• [Text passage]
▼▼▼
Several lawsuits seek monetary damages from the Chinese government for the COVID-19 pandemic. Politicians seem to like the idea, too. South Carolina Senator Lindsey Graham said, “If it were up to me the whole world would send China a bill for the pandemic.” Tennessee Senator Marsha Blackburn thinks China should forgive the portion of our national debt it holds. Should anyone take financial blame here?
The lawsuits face an enormous hurdle in sovereign immunity. With limited exceptions, Americans cannot sue foreign governments based on a doctrine built into international treaties. I am not a lawyer, so I will not prognosticate on the lawsuits.
The new coronavirus originated in bats and began infecting people in Wuhan, China, in late 2019. This does not, to my mind, create liability. Viruses periodically jump from animals to humans; and each time, it happens somewhere. Should we have been financially liable for the 2009 H1N1 swine flu and 1918 Spanish flu pandemics which originated here?
China initially denied the existence of the new virus and downplayed its spread. Yet this is not without precedent. The Spanish flu began in U.S. Army training camps. Even as hundreds of soldiers fell ill, units were sent to France with no warning offered, spreading the illness worldwide. The ensuing pandemic claimed an estimated 50 million lives.
International health experts have also made misstatements. The World Health Organization (WHO) equivocated on person-to-person transmission until late January and did not declare a global pandemic until March 11. The Centers for Disease Control (CDC) thought that isolating symptomatic travelers from China and very limited testing could contain the virus. The CDC only recently acknowledged the value of masks despite weeks of reports about presymptomatic and asymptomatic transmission.
China has almost certainly underreported numbers of cases and deaths. But so have other nations. Medical experts believe that the case fatality rate for COVID-19 is perhaps 1%. The official fatality rates currently are 4.1% in the United States, 12.8% in the United Kingdom and Italy, and 15.3% in France. These rates imply underreporting of cases by factors of four to fifteen. Pneumonia deaths among persons never tested are not necessarily getting attributed to COVID-19.
Health data is very inaccurate, even with our enormous medical establishment. The “fog of war” is thick during a pandemic. Misstatements must go well beyond the pale to rise to intentional distortion.
▲▲▲
• [Exercise tasks]
A – In the essay on blaming China for the pandemic, on what date did the World Health Organization declare a global pandemic?
B – Extend the essay on blaming China for the pandemic, picking up right after its final sentence.
The lines that come next have nothing to do with the essay on blaming China for the pandemic.

• [Information]
▼▼▼
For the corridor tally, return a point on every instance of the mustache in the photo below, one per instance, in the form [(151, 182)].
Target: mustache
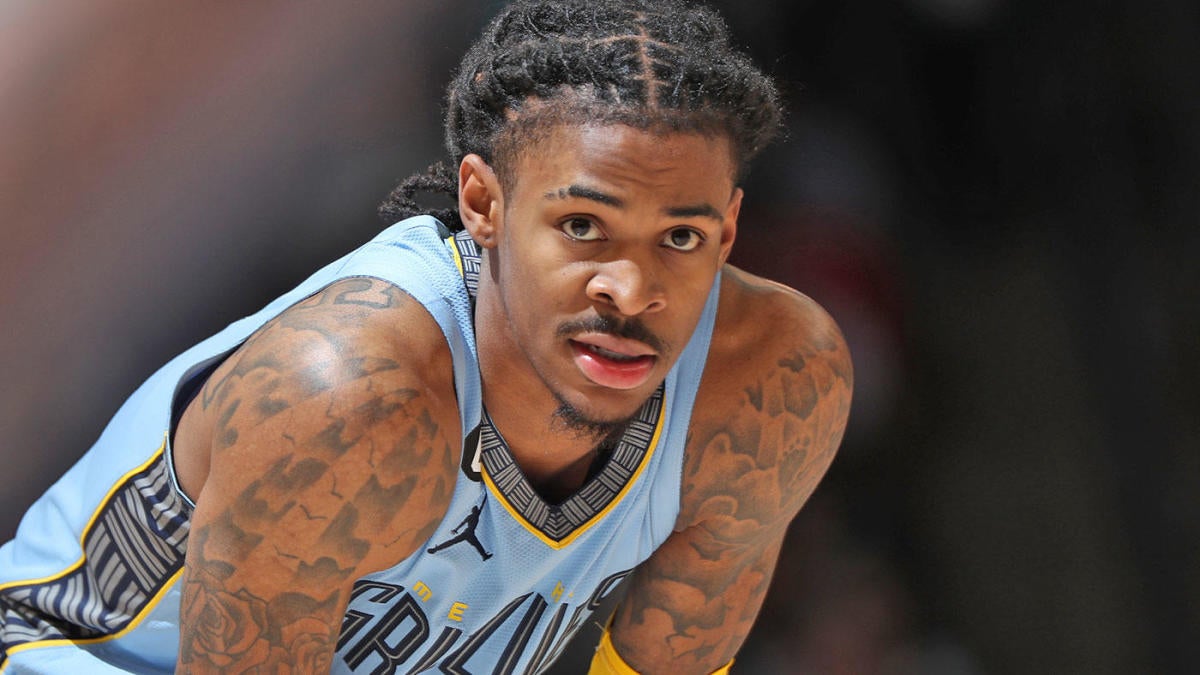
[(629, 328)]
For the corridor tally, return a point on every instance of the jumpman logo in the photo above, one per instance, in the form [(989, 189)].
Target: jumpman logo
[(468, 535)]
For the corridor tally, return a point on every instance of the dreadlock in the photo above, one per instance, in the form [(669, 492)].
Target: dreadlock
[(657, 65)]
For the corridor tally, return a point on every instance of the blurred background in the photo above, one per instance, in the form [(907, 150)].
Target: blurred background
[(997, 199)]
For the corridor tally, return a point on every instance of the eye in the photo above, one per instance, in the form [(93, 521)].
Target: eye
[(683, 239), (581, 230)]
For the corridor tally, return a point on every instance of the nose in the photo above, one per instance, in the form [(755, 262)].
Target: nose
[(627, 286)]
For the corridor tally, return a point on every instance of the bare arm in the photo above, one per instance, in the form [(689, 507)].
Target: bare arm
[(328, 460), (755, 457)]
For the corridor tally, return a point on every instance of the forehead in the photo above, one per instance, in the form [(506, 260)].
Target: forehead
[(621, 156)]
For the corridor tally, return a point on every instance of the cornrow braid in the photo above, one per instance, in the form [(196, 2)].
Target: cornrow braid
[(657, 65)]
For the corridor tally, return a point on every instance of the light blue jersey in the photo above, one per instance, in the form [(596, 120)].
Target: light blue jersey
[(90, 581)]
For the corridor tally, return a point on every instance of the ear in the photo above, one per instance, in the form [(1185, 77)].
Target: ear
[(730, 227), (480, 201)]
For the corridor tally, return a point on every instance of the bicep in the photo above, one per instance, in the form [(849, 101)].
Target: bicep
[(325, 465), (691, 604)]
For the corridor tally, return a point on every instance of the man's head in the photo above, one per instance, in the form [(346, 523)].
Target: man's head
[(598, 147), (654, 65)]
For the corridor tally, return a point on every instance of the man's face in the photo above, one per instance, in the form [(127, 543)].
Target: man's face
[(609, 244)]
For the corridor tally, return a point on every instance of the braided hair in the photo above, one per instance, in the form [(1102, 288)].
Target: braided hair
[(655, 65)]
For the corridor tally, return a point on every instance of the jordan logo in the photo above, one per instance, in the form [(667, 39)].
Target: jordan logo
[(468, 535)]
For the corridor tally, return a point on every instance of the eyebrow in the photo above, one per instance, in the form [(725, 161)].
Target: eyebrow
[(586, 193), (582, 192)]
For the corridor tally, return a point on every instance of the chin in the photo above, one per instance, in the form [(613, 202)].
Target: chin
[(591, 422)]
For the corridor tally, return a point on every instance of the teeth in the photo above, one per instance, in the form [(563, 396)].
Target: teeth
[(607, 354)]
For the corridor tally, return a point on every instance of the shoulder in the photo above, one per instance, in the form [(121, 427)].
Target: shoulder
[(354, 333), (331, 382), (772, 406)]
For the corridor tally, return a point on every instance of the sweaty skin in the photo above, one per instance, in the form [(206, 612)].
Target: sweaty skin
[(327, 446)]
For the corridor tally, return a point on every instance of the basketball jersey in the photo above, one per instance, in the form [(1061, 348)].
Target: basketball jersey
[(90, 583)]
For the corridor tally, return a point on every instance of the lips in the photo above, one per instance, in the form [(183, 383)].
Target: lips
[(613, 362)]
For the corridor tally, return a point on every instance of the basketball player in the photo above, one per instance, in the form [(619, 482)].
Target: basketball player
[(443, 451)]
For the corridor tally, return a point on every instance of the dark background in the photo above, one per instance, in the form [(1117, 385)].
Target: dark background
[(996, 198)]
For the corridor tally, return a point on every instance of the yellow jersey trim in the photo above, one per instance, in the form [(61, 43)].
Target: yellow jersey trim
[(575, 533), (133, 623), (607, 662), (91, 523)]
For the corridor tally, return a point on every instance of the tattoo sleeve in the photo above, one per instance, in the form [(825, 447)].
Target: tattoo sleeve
▲▲▲
• [Solved problems]
A – March 11

B –
I think China can be fairly criticized for not fully cooperating immediately with the CDC and WHO. Emergent new viruses challenge humanity’s collective medical knowledge. The novel coronavirus’s DNA was posted on January 10, greatly assisting medical researchers. Still, every day matters with a new virus; the brightest medical minds must get to work as soon as possible.
COVID-19 will result in a fragile environment for international trade and global society. The novel coronavirus will not disappear once the current outbreak is controlled. Pandemic potential will exist until the virus circulates widely or a vaccine is developed. One contagion model suggests that 97% of Americans will not have had COVID-19 after this outbreak. Our current disaster could be repeated many times over.
Reopening the American economy without triggering a new pandemic will require great care. Reopening international trade and travel will require even greater care and trust: an outbreak in any nation could ignite a repeat. I suspect Americans and Europeans will not accept a significant renewed pandemic risk due to trade and travel.
China is very significant in the global economy but the Chinese government’s lack of transparency has eroded the trust necessary for globalization. Will we trust China to be truthful so any renewed outbreak can be contained? I suspect not, with real economic consequences.
The global economy makes us wealthier and our lives richer. Globalization has drawbacks, but overall it is a very positive force for humankind. Loss of the trust globalization requires may be the most significant economic cost of COVID-19.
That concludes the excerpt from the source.